:: 待办任务 ::
重写全部记录，把"Target"一律替换为"Object"，其余内容保持不变。

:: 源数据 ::
● ● ●

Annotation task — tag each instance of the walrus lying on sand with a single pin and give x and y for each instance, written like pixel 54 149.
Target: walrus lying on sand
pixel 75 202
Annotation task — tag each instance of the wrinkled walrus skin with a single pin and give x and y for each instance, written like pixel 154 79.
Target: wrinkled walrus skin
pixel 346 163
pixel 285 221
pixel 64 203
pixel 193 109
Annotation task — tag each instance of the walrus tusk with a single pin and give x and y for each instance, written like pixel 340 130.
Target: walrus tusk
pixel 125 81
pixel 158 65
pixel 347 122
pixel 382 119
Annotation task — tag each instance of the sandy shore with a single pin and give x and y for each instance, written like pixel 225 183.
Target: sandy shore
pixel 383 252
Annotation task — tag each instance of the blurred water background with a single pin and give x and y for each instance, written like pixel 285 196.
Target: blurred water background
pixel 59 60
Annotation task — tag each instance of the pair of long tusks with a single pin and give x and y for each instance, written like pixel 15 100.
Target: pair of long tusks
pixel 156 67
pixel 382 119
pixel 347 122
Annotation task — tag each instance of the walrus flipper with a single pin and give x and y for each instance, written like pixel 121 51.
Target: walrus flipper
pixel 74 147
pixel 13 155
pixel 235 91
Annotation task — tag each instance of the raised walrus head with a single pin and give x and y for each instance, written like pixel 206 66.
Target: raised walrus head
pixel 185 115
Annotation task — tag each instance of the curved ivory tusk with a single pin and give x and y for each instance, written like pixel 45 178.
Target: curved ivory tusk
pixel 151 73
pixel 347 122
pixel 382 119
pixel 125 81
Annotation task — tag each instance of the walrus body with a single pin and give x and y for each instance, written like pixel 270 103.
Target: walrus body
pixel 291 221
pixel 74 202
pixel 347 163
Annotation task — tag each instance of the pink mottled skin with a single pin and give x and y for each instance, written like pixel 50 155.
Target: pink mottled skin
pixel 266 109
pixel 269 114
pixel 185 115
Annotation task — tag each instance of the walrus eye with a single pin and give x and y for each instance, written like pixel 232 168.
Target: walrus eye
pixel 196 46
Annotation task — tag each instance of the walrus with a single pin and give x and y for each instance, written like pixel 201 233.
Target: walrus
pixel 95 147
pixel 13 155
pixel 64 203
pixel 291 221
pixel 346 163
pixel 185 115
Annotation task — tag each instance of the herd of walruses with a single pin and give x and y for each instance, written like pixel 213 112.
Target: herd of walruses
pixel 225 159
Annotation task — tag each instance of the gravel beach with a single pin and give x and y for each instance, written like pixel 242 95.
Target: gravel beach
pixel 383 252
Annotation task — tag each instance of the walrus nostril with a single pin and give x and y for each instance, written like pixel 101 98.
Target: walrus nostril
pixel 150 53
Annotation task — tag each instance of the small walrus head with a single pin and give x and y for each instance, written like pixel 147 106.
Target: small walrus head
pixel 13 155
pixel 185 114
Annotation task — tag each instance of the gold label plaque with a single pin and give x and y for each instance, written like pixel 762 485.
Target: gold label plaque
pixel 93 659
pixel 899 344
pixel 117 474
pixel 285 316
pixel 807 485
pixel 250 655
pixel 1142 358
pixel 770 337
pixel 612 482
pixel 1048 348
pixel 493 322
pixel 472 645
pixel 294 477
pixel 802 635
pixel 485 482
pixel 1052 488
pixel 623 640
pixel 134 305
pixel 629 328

● ● ●

:: 正确答案 ::
Annotation task — tag each instance of the walrus lying on sand with a single pin and give x and y for each instance, written like pixel 54 149.
Object: walrus lying on sand
pixel 75 202
Annotation task — tag each instance of the wrinkled walrus skin with a single pin and give x and y for each instance, written like pixel 154 79.
Object: wrinkled walrus skin
pixel 346 163
pixel 285 221
pixel 64 203
pixel 193 109
Annotation task — tag each instance of the walrus tusk with a single pin and give x and y for each instance, written like pixel 340 130.
Object: walrus tusk
pixel 125 81
pixel 158 65
pixel 347 122
pixel 382 119
Annotation task — tag each instance of the sandy shore with a single pin and give x and y for each instance, written like pixel 225 183.
Object: sandy shore
pixel 383 252
Annotation task — tag each instance of the blurred water background with a single pin and give x and y for each instance, written like pixel 285 196.
Object: blurred water background
pixel 59 60
Annotation task — tag each instance of the pair of long tusks with a single pin and give x and y for each instance, written like pixel 15 100.
Object: pair of long tusks
pixel 156 67
pixel 382 119
pixel 347 122
Annotation task — tag each instance of the walrus flipper with a single pin and give x and y for each instance, written like pixel 121 51.
Object: walrus flipper
pixel 74 147
pixel 13 155
pixel 235 91
Annotation task — tag each instance of the raised walrus head with a single pin and give x and y for each instance, written like pixel 206 66.
Object: raised walrus head
pixel 185 115
Annotation task — tag each instance of the curved ivory tusk with a single pin and give x and y for each instance, written like pixel 45 178.
Object: curved ivory tusk
pixel 151 73
pixel 347 122
pixel 382 119
pixel 125 81
Annotation task — tag each instance of the walrus body with a single pin and give x and y for each instance, written like pixel 270 103.
Object: walrus body
pixel 291 221
pixel 74 202
pixel 347 163
Annotation task — tag each instance of the pink mottled skin with a single pin and give x and y for each instance, written like pixel 50 155.
Object: pink mottled skin
pixel 266 109
pixel 269 114
pixel 185 115
Annotation task — tag each instance of the walrus eye with a single pin and give x and y for each instance, written like pixel 232 168.
Object: walrus eye
pixel 196 46
Annotation task — tag each instance of the walrus with a single pin and give x and y for each instance, written like pixel 201 233.
Object: walrus
pixel 95 147
pixel 13 155
pixel 64 203
pixel 291 221
pixel 346 163
pixel 185 115
Annotation task — tag each instance of the herd of walruses with a single pin and give x and y for each instance, written like pixel 213 112.
Object: herd of walruses
pixel 225 159
Annotation task — tag each instance of the gravel beach with a single pin and give x and y for each instance, written like pixel 242 95.
Object: gravel beach
pixel 383 252
Annotation task — tag each instance of the walrus nostril with a single pin and give x and y for each instance, written like pixel 101 98.
Object: walrus nostril
pixel 150 53
Annotation task — tag each instance of the small walrus head with a single pin and give x and y for each instance, written like pixel 147 106.
Object: small walrus head
pixel 13 155
pixel 185 114
Annotation task — tag each instance of the gold label plaque with a single pin and give x and y for each instance, written like pixel 762 485.
Object: gold label plaque
pixel 93 659
pixel 899 344
pixel 117 474
pixel 285 316
pixel 807 485
pixel 250 655
pixel 1142 358
pixel 770 337
pixel 612 482
pixel 1048 348
pixel 493 322
pixel 472 645
pixel 294 477
pixel 802 635
pixel 485 482
pixel 1052 488
pixel 623 640
pixel 134 305
pixel 629 328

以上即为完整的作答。